**** Data records ****

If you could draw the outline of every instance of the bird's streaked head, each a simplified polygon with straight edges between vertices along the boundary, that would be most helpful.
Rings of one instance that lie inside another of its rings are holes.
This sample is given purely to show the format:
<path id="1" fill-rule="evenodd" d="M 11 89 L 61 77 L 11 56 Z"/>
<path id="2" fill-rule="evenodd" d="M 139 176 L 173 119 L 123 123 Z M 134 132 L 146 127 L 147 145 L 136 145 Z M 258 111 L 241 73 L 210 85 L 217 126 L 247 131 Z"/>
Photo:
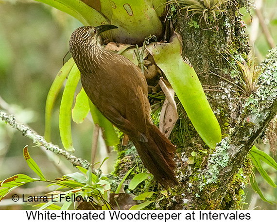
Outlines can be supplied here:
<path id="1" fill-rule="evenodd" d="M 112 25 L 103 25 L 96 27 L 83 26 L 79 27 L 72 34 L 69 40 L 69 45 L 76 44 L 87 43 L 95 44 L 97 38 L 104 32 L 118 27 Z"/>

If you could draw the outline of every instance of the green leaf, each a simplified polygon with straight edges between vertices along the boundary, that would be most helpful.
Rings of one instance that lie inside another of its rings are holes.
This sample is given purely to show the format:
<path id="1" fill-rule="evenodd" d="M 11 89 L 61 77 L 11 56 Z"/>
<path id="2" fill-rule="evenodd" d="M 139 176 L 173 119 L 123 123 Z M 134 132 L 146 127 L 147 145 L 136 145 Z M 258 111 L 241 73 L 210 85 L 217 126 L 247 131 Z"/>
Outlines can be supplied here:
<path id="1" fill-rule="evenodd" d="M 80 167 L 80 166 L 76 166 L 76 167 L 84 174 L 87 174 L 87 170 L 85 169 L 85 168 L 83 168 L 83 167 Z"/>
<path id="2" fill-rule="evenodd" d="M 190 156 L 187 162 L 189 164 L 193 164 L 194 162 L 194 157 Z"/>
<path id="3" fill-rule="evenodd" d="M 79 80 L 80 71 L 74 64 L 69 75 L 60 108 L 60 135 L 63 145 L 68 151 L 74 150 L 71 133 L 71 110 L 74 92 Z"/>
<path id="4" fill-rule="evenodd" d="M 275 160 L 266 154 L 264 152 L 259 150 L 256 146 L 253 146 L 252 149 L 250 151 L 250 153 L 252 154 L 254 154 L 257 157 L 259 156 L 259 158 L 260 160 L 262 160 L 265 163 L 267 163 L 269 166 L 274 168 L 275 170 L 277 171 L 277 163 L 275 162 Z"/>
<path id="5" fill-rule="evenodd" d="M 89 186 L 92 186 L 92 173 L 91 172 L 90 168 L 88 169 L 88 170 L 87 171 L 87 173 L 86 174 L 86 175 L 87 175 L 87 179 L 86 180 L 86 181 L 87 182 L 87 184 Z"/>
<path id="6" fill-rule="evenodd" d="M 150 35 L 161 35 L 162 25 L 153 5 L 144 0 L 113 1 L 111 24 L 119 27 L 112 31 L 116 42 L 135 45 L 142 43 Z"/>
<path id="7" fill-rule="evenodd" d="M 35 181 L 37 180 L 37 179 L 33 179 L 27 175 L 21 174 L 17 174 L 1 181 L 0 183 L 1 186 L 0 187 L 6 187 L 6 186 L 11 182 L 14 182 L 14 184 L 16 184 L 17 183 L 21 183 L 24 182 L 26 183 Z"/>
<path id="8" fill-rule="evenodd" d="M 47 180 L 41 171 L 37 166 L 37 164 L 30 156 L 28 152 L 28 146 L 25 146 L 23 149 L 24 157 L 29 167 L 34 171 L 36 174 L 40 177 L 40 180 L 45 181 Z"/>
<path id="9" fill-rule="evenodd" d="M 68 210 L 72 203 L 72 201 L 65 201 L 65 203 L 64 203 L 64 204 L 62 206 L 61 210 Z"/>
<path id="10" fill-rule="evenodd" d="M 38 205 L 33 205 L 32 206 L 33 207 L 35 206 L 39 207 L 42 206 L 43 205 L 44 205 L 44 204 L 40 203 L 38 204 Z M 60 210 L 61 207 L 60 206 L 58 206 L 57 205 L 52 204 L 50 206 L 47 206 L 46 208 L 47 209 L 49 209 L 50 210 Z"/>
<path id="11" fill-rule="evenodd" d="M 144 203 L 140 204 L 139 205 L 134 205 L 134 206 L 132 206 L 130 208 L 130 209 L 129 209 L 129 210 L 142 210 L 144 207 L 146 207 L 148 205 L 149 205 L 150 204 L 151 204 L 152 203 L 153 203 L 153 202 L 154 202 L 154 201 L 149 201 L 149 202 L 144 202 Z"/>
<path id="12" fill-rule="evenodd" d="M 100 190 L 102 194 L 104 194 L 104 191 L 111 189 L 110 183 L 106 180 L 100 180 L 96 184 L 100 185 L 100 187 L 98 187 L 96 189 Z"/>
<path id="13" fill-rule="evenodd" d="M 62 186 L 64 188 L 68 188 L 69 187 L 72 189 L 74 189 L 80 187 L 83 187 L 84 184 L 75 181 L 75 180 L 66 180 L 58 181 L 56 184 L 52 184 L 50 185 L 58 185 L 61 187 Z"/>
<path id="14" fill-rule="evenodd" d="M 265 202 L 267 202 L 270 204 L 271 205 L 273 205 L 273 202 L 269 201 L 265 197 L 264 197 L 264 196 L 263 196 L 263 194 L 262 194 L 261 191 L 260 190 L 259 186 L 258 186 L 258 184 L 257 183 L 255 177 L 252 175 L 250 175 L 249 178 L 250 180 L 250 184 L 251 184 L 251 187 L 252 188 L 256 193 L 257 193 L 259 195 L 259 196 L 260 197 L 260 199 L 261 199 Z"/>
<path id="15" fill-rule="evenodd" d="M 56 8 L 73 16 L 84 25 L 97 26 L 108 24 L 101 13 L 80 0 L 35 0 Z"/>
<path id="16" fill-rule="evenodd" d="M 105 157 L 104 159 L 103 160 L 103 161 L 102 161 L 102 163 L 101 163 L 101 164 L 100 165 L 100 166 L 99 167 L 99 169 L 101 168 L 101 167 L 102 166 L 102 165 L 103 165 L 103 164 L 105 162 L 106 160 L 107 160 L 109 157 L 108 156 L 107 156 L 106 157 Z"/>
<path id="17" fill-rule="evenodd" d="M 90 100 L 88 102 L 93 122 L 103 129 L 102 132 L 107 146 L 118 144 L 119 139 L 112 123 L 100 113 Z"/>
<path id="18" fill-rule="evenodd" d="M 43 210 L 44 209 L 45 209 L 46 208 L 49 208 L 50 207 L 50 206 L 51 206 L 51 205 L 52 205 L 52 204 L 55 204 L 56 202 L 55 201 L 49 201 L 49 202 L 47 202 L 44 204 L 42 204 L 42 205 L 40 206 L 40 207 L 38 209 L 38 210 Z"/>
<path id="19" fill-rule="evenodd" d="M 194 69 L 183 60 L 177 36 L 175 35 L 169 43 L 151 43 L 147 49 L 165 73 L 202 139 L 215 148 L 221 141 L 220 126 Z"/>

****

= Problem to solve =
Rewrite all of the data above, renaming "simplified polygon" as "rough polygon" and leaving everything else unchanged. Leave the pictures out.

= Expected output =
If you could draw the outline of every instance of the bird's streaked head, each a rough polygon with straight edges between vertices along the boundary, that would be most helpful.
Rings of one instance that lie inside another of its rings are holes.
This sample is given purely to show the format:
<path id="1" fill-rule="evenodd" d="M 11 89 L 61 77 L 11 56 Z"/>
<path id="2" fill-rule="evenodd" d="M 139 176 L 173 119 L 123 123 Z M 134 132 L 146 127 L 147 145 L 136 145 Z M 258 111 L 241 73 L 210 85 L 217 126 L 247 131 Z"/>
Photo:
Outlines can be supplied here:
<path id="1" fill-rule="evenodd" d="M 112 25 L 103 25 L 96 27 L 83 26 L 79 27 L 72 34 L 69 40 L 69 45 L 76 44 L 87 43 L 95 44 L 97 38 L 104 32 L 118 27 Z"/>

If you could draw the outline of every instance of the green leaf, each a rough polygon with straight edges between vertices along the boundary, that would be most helpful.
Rings of one instance that lie inside another of its rings are holes.
This sample is given purely to show the format:
<path id="1" fill-rule="evenodd" d="M 11 89 L 61 77 L 11 56 Z"/>
<path id="2" fill-rule="evenodd" d="M 139 176 L 173 119 L 123 123 Z M 134 132 L 146 127 L 147 145 L 136 145 Z M 258 111 L 241 73 L 210 85 L 217 126 L 247 131 Z"/>
Outlines can be supplied here:
<path id="1" fill-rule="evenodd" d="M 80 167 L 80 166 L 76 166 L 76 167 L 84 174 L 87 174 L 87 170 L 85 169 L 85 168 L 83 168 L 83 167 Z"/>
<path id="2" fill-rule="evenodd" d="M 190 156 L 187 162 L 189 164 L 193 164 L 194 162 L 194 157 Z"/>
<path id="3" fill-rule="evenodd" d="M 79 80 L 80 71 L 74 64 L 69 75 L 60 108 L 60 135 L 63 145 L 68 151 L 74 150 L 71 133 L 71 110 L 74 92 Z"/>
<path id="4" fill-rule="evenodd" d="M 275 160 L 266 154 L 264 152 L 259 150 L 256 146 L 253 146 L 252 149 L 250 151 L 250 153 L 252 154 L 254 154 L 257 157 L 259 156 L 259 158 L 260 160 L 262 160 L 265 163 L 267 163 L 269 166 L 274 168 L 275 170 L 277 171 L 277 163 L 275 162 Z"/>
<path id="5" fill-rule="evenodd" d="M 89 186 L 92 186 L 92 173 L 91 172 L 90 168 L 88 169 L 88 170 L 87 171 L 87 173 L 86 174 L 86 175 L 87 175 L 87 179 L 86 180 L 86 181 L 87 182 L 87 184 Z"/>
<path id="6" fill-rule="evenodd" d="M 150 35 L 161 35 L 162 25 L 153 5 L 144 0 L 113 1 L 111 24 L 119 27 L 112 31 L 116 42 L 135 45 L 142 43 Z"/>
<path id="7" fill-rule="evenodd" d="M 35 181 L 37 180 L 37 179 L 33 179 L 27 175 L 21 174 L 17 174 L 1 181 L 0 183 L 1 186 L 0 187 L 6 187 L 6 186 L 11 182 L 14 182 L 14 184 L 16 184 L 17 183 L 21 183 L 24 182 L 26 183 Z"/>
<path id="8" fill-rule="evenodd" d="M 47 180 L 41 171 L 37 166 L 37 164 L 30 156 L 28 152 L 28 146 L 25 146 L 23 149 L 24 157 L 29 167 L 34 171 L 36 174 L 40 177 L 40 180 L 45 181 Z"/>
<path id="9" fill-rule="evenodd" d="M 68 210 L 72 203 L 72 201 L 65 201 L 65 203 L 64 203 L 64 204 L 62 206 L 61 210 Z"/>
<path id="10" fill-rule="evenodd" d="M 38 205 L 33 205 L 32 206 L 33 207 L 35 206 L 39 207 L 42 206 L 43 205 L 44 205 L 44 204 L 40 203 L 38 204 Z M 60 210 L 61 207 L 60 206 L 58 206 L 57 205 L 52 204 L 50 206 L 47 206 L 46 208 L 47 209 L 49 209 L 50 210 Z"/>
<path id="11" fill-rule="evenodd" d="M 144 203 L 140 204 L 139 205 L 134 205 L 134 206 L 132 206 L 130 208 L 130 209 L 129 209 L 129 210 L 142 210 L 144 207 L 146 207 L 148 205 L 149 205 L 150 204 L 151 204 L 152 203 L 153 203 L 153 202 L 154 202 L 154 201 L 149 201 L 149 202 L 144 202 Z"/>
<path id="12" fill-rule="evenodd" d="M 100 190 L 102 194 L 104 194 L 104 191 L 111 189 L 110 183 L 106 180 L 100 180 L 96 184 L 100 185 L 100 187 L 98 187 L 96 189 Z"/>
<path id="13" fill-rule="evenodd" d="M 62 186 L 64 188 L 68 188 L 69 187 L 72 189 L 74 189 L 80 187 L 83 187 L 84 184 L 75 181 L 75 180 L 66 180 L 58 181 L 56 184 L 52 184 L 50 185 L 58 185 L 61 187 Z"/>
<path id="14" fill-rule="evenodd" d="M 265 202 L 267 202 L 270 204 L 271 205 L 273 205 L 273 202 L 269 201 L 265 197 L 264 197 L 264 196 L 263 196 L 263 194 L 262 194 L 261 191 L 260 190 L 259 186 L 258 186 L 258 184 L 257 183 L 255 177 L 252 175 L 250 175 L 249 178 L 250 180 L 250 184 L 251 184 L 251 187 L 252 188 L 256 193 L 257 193 L 259 195 L 259 196 L 260 197 L 260 199 L 261 199 Z"/>
<path id="15" fill-rule="evenodd" d="M 56 8 L 73 16 L 84 25 L 97 26 L 108 24 L 101 13 L 80 0 L 35 0 Z"/>
<path id="16" fill-rule="evenodd" d="M 105 157 L 104 159 L 103 160 L 103 161 L 102 161 L 102 163 L 101 163 L 101 164 L 100 165 L 100 166 L 99 167 L 99 169 L 101 168 L 101 167 L 102 166 L 102 165 L 103 165 L 103 164 L 105 162 L 106 160 L 107 160 L 109 157 L 108 156 L 107 156 L 106 157 Z"/>
<path id="17" fill-rule="evenodd" d="M 90 100 L 88 102 L 93 122 L 103 129 L 102 132 L 107 146 L 118 144 L 119 139 L 112 123 L 100 113 Z"/>
<path id="18" fill-rule="evenodd" d="M 43 210 L 44 209 L 45 209 L 46 208 L 49 208 L 50 207 L 50 206 L 51 206 L 51 205 L 52 205 L 52 204 L 55 204 L 56 202 L 55 201 L 49 201 L 49 202 L 47 202 L 44 204 L 42 204 L 42 205 L 40 206 L 40 207 L 38 209 L 38 210 Z"/>
<path id="19" fill-rule="evenodd" d="M 194 69 L 183 60 L 177 36 L 175 35 L 169 43 L 151 43 L 147 49 L 165 73 L 202 139 L 215 148 L 221 141 L 220 126 Z"/>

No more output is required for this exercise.